━━━━━ SOURCE MATERIAL

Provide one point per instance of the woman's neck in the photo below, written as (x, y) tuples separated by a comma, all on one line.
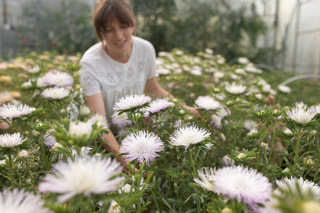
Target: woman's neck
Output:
[(121, 56)]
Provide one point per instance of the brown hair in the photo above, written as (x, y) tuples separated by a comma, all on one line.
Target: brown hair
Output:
[(106, 11)]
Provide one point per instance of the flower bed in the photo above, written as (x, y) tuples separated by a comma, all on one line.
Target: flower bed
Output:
[(246, 153)]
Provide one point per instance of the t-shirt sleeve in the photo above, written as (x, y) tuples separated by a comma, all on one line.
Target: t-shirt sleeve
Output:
[(152, 63), (88, 81)]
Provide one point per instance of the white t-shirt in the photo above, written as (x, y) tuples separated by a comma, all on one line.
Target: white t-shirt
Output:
[(99, 73)]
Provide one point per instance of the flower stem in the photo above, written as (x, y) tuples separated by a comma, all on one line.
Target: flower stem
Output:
[(11, 170), (296, 152)]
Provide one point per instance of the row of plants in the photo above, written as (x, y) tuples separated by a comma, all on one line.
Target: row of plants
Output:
[(66, 26), (247, 152)]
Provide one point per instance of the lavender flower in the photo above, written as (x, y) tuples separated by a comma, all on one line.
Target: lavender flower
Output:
[(244, 184), (49, 140), (58, 79), (157, 106), (185, 136), (206, 179), (11, 140), (55, 93), (301, 115), (142, 146), (9, 111), (131, 101), (207, 103), (235, 88), (120, 120), (305, 185), (20, 201), (85, 175)]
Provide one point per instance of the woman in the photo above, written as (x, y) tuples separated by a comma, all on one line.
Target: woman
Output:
[(120, 64)]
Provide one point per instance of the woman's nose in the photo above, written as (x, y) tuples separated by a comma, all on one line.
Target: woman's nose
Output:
[(118, 34)]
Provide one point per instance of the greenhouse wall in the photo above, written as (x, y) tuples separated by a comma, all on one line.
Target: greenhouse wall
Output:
[(299, 35)]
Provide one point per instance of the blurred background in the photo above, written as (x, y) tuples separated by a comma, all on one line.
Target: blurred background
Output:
[(274, 34)]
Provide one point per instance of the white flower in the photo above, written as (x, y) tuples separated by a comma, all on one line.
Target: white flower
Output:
[(315, 109), (131, 101), (243, 60), (26, 84), (114, 207), (84, 110), (55, 93), (287, 131), (99, 120), (301, 115), (157, 106), (20, 201), (196, 70), (80, 129), (284, 88), (250, 124), (11, 140), (252, 132), (207, 103), (41, 83), (206, 178), (141, 146), (33, 69), (58, 79), (240, 71), (22, 154), (120, 120), (305, 185), (85, 175), (9, 111), (185, 136), (235, 88), (218, 74), (244, 184)]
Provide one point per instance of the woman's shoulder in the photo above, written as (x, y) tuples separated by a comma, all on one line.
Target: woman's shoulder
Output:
[(145, 44), (93, 53)]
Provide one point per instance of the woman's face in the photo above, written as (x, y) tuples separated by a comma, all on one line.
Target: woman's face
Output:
[(118, 37)]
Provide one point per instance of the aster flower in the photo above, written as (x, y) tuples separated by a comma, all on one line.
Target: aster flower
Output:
[(120, 120), (157, 106), (315, 109), (235, 88), (33, 69), (243, 60), (250, 124), (305, 185), (85, 175), (58, 79), (185, 136), (11, 140), (284, 88), (141, 146), (227, 161), (80, 129), (9, 111), (99, 120), (244, 184), (131, 101), (206, 179), (49, 140), (301, 115), (55, 93), (20, 201), (207, 103)]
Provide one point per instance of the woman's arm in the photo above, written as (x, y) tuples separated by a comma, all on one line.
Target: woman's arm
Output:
[(95, 103), (154, 89)]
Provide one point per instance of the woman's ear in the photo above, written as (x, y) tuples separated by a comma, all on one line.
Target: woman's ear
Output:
[(134, 26)]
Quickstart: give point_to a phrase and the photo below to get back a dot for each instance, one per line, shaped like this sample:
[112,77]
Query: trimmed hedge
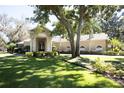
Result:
[41,54]
[29,54]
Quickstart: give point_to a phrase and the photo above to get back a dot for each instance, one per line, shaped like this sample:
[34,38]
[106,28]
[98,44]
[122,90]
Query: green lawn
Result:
[18,71]
[118,62]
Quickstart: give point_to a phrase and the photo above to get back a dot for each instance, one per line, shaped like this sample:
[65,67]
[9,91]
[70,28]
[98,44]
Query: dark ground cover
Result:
[20,71]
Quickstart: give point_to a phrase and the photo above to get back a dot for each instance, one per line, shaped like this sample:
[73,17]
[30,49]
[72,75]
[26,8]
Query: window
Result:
[99,48]
[82,48]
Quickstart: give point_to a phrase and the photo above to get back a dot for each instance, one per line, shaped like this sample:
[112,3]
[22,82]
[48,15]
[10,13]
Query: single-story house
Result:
[43,41]
[95,42]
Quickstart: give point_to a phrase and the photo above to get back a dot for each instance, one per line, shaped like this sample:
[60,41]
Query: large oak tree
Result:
[73,19]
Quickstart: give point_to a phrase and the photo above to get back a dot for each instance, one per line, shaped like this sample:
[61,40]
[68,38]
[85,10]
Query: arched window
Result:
[82,48]
[99,48]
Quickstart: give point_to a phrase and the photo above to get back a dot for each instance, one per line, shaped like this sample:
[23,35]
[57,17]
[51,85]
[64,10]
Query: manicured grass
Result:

━━━━━━━━━━

*THE TASK*.
Considering only the data above, return the lines in which "greenhouse" occurs.

*WRITTEN RESPONSE*.
Provide one point per instance of the greenhouse wall in the photo above, written as (x, y) tuples separated by a comma, all on one line.
Target: greenhouse wall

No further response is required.